■ Exercice à traiter
Résumez en deux phrases le document source ci-dessous, consacré à l'obligation de sécurité de l'employeur.

■ Document source
※
Que tous ceux qui pensaient que la Cour de cassation avait enterré l'obligation de sécurité de résultat de l'employeur se rassurent, il n'en est rien ! Dès lors que ce dernier n'a pas mis en oeuvre tous les moyens dont il disposait pour informer les salariés, former l'encadrement et traiter les situations dangereuses ou simplement inconfortables dans l'entreprise, alors il risque d'être condamné à en réparer les conséquences sur un plan civil et/ou professionnel, et les juges du fond qui n'en auraient pas tiré toutes les conséquences encourront la censure de la Haute juridiction, comme le montre cet arrêt rendu par la Chambre sociale de la Cour de cassation le 16 novembre 2016 (I). Cette affaire permet de bien comprendre l'étendue des obligations pesant sur l'employeur qui doit détecter les risques, les traiter et veiller à l'efficacité des mesures mises en oeuvre (II).
Résumé

Doit être considéré comme ayant manqué à son obligation de sécurité de résultat, l'employeur qui ne pouvait ignorer le mal-être de ses salariés et n'a pas pris des mesures susceptibles d'y mettre efficacement un terme.

I - La Cour de cassation et la nouvelle grammaire de l'obligation de sécurité

Le contexte. La Chambre sociale de la Cour de cassation a entrepris, depuis quelques mois, de modifier sa jurisprudence, tant pour ce qui concerne les conditions de la prise d'acte ou de la résiliation judiciaire du contrat de travail, que de la condamnation de l'employeur en raison de manquements à son obligation de sécurité, les deux se trouvant d'ailleurs fréquemment associés.
※
Entrées du jeu de données
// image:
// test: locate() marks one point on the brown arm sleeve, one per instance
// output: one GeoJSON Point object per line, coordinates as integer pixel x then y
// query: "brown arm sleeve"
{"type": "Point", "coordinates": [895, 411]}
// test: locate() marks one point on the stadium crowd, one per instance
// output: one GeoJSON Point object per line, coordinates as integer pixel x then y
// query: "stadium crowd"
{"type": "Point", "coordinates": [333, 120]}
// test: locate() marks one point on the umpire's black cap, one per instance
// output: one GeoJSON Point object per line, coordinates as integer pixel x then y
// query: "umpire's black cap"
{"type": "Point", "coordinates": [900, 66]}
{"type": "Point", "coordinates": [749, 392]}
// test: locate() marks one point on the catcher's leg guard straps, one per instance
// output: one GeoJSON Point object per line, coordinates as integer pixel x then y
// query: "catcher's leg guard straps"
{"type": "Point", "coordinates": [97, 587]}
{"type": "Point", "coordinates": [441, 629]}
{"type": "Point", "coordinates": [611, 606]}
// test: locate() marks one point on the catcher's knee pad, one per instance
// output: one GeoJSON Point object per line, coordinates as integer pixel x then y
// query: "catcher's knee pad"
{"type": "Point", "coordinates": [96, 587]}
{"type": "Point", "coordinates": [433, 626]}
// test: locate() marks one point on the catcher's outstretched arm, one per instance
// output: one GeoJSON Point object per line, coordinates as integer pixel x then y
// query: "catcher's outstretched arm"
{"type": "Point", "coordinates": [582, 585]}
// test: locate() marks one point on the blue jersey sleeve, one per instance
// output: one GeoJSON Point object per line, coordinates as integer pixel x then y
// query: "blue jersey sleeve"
※
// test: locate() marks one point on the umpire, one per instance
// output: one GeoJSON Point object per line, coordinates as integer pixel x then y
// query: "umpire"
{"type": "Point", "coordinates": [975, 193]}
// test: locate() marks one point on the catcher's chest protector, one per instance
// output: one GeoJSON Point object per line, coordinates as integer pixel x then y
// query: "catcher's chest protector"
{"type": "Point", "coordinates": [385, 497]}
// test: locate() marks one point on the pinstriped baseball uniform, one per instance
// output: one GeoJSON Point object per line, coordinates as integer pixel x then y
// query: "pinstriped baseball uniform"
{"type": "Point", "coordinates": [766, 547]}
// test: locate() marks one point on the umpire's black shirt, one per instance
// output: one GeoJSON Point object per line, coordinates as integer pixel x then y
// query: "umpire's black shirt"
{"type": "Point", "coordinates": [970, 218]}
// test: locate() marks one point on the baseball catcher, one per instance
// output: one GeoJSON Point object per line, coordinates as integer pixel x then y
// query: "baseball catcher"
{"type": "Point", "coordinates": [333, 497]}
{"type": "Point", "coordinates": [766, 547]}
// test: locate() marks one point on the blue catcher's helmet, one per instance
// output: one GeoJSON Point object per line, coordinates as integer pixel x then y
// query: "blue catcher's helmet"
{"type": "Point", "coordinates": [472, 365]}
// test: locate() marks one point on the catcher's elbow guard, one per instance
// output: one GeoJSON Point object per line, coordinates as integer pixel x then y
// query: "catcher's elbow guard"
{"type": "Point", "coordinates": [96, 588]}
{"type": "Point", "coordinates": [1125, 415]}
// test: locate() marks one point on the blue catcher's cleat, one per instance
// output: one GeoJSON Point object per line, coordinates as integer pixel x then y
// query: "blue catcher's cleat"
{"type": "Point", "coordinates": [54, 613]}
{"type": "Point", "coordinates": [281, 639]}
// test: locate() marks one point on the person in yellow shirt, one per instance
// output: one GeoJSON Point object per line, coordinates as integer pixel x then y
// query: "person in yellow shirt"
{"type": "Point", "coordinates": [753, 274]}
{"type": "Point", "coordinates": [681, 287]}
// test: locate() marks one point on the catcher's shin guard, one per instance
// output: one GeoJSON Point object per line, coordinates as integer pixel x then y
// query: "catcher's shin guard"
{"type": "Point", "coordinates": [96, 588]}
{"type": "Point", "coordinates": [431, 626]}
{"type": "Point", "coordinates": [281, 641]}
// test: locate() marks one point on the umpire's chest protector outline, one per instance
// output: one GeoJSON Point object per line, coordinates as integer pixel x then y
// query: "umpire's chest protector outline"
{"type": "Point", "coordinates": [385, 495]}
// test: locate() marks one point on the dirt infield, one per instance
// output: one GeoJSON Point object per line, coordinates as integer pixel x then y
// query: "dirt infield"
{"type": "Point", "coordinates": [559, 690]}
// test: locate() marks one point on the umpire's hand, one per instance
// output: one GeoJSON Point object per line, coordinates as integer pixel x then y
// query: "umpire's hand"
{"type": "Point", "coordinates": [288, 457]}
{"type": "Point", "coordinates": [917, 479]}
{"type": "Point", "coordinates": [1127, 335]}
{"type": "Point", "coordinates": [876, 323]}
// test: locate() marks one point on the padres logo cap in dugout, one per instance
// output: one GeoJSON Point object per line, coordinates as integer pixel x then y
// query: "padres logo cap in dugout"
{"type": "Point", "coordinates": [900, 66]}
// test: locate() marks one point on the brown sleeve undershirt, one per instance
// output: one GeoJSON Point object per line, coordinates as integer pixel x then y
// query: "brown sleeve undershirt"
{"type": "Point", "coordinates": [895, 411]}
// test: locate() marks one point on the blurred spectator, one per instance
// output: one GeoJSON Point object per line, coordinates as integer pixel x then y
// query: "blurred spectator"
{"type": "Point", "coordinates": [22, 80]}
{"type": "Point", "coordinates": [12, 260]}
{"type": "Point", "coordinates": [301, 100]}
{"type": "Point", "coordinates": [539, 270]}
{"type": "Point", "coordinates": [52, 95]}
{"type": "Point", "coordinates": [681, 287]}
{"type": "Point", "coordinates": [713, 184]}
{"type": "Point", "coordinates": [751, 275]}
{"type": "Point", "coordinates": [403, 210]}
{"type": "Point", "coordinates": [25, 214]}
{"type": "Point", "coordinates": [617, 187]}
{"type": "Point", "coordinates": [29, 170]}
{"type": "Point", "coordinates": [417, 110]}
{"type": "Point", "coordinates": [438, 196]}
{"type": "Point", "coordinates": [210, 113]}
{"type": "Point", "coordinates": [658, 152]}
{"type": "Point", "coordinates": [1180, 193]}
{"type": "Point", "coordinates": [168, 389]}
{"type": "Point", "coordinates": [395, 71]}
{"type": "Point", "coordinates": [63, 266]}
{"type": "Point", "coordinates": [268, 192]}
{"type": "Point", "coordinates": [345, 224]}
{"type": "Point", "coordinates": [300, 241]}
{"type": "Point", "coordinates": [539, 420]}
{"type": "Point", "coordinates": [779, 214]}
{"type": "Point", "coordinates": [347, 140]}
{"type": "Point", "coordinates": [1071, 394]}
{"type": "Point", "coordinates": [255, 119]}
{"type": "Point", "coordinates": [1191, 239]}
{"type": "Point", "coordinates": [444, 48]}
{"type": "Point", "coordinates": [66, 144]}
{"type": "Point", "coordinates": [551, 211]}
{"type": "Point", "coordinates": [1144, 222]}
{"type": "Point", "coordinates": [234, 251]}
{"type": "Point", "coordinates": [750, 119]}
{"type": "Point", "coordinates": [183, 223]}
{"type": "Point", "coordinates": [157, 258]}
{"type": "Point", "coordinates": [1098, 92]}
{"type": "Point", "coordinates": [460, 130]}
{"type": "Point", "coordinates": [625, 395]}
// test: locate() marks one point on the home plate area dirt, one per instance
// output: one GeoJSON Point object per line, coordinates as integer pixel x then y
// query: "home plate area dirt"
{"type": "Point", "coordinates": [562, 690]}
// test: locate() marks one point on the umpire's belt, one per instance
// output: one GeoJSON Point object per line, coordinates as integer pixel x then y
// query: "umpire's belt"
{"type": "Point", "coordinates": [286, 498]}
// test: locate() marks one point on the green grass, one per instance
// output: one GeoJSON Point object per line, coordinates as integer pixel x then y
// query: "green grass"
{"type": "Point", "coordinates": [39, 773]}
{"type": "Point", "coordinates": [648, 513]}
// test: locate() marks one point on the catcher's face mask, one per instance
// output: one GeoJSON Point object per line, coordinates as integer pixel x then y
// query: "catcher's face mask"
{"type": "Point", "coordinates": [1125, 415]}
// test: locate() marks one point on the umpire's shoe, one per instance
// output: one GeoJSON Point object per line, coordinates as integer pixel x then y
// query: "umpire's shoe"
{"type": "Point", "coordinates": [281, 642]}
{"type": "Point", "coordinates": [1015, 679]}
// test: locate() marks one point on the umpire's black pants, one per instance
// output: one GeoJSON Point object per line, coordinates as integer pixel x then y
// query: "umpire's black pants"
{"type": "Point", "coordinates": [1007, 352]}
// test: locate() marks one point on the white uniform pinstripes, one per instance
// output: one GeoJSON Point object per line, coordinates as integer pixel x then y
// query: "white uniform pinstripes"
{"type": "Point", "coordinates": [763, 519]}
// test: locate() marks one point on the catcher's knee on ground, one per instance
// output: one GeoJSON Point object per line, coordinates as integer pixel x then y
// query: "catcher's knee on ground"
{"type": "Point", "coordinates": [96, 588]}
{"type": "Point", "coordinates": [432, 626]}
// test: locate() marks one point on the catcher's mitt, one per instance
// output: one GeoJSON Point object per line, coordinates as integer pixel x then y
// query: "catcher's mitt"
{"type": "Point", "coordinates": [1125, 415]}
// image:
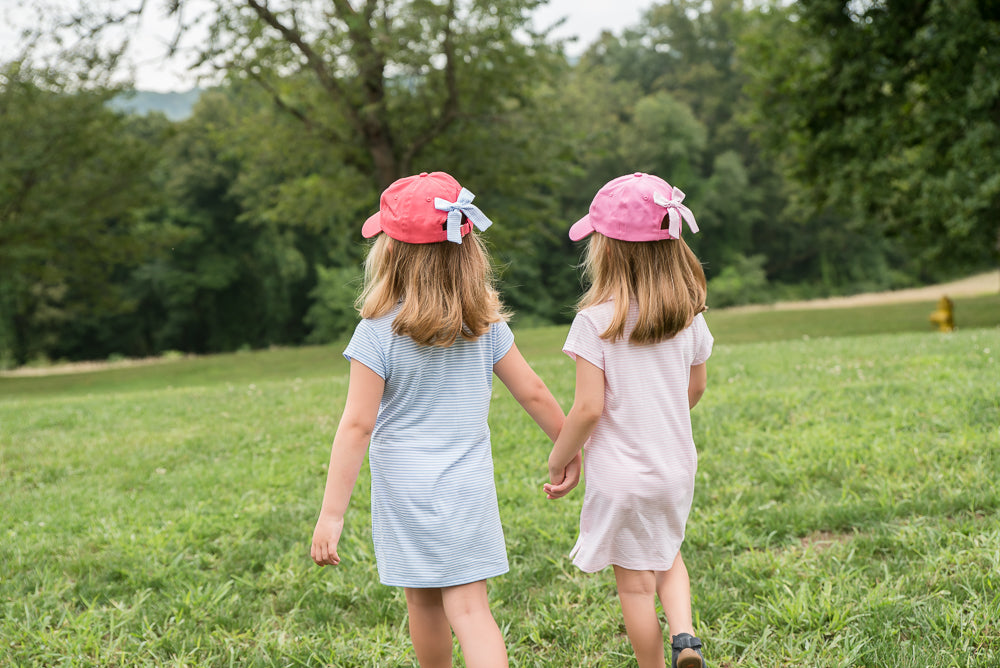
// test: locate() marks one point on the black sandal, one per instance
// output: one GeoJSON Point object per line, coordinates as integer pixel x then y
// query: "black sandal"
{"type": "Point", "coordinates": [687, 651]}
※
■ Exercice corrigé
Un arrêt de la Chambre sociale de la Cour de cassation du 16 novembre 2016 montre que l'obligation de sécurité de résultat de l'employeur n'a pas été enterrée : manque à cette obligation l'employeur qui ne pouvait ignorer le mal-être de ses salariés et n'a pas pris de mesures susceptibles d'y mettre efficacement un terme. L'employeur doit détecter les risques, les traiter et veiller à l'efficacité des mesures mises en œuvre, alors que la Chambre sociale modifie depuis quelques mois sa jurisprudence sur la prise d'acte, la résiliation judiciaire du contrat de travail et la condamnation de l'employeur pour manquement à cette obligation.